## TASK BRIEF
How many of the lines below contain the string "tree", with case counting? Reply with the number alone.

## Records from a data collection

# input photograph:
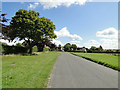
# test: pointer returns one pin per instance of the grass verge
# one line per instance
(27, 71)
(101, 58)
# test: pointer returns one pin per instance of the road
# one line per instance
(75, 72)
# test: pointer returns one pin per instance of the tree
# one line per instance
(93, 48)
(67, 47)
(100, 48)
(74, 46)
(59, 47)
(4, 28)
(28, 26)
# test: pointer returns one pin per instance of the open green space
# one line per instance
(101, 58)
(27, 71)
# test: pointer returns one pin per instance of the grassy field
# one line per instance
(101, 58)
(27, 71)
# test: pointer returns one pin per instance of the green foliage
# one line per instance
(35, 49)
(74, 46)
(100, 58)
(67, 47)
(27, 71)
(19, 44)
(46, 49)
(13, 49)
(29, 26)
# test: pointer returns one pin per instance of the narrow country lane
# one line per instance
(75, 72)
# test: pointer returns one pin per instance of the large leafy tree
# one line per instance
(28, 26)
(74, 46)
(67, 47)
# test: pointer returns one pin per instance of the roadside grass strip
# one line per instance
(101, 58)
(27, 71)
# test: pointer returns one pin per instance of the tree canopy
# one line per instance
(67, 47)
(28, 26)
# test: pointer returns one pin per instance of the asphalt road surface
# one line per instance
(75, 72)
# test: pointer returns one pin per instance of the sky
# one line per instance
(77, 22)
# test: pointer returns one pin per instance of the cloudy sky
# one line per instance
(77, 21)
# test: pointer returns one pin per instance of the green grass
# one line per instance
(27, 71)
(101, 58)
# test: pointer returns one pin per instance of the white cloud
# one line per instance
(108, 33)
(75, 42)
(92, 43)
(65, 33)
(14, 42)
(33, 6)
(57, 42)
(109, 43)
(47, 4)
---
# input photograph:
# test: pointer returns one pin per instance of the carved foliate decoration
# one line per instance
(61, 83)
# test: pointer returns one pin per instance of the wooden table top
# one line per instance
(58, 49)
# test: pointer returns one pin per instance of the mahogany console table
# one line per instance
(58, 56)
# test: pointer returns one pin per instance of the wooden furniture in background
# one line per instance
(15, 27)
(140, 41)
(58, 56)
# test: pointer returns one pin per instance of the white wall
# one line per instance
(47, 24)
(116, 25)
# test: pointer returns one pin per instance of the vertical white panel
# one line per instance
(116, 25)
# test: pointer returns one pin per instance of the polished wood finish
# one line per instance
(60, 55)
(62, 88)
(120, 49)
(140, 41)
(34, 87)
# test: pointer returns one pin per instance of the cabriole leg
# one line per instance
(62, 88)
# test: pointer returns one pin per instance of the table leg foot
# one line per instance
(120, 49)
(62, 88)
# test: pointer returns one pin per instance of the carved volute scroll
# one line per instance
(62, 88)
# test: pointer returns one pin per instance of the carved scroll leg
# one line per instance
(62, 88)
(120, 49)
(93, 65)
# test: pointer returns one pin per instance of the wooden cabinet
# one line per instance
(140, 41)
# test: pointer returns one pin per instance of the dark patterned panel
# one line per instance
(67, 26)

## OUTPUT OF THE TASK
3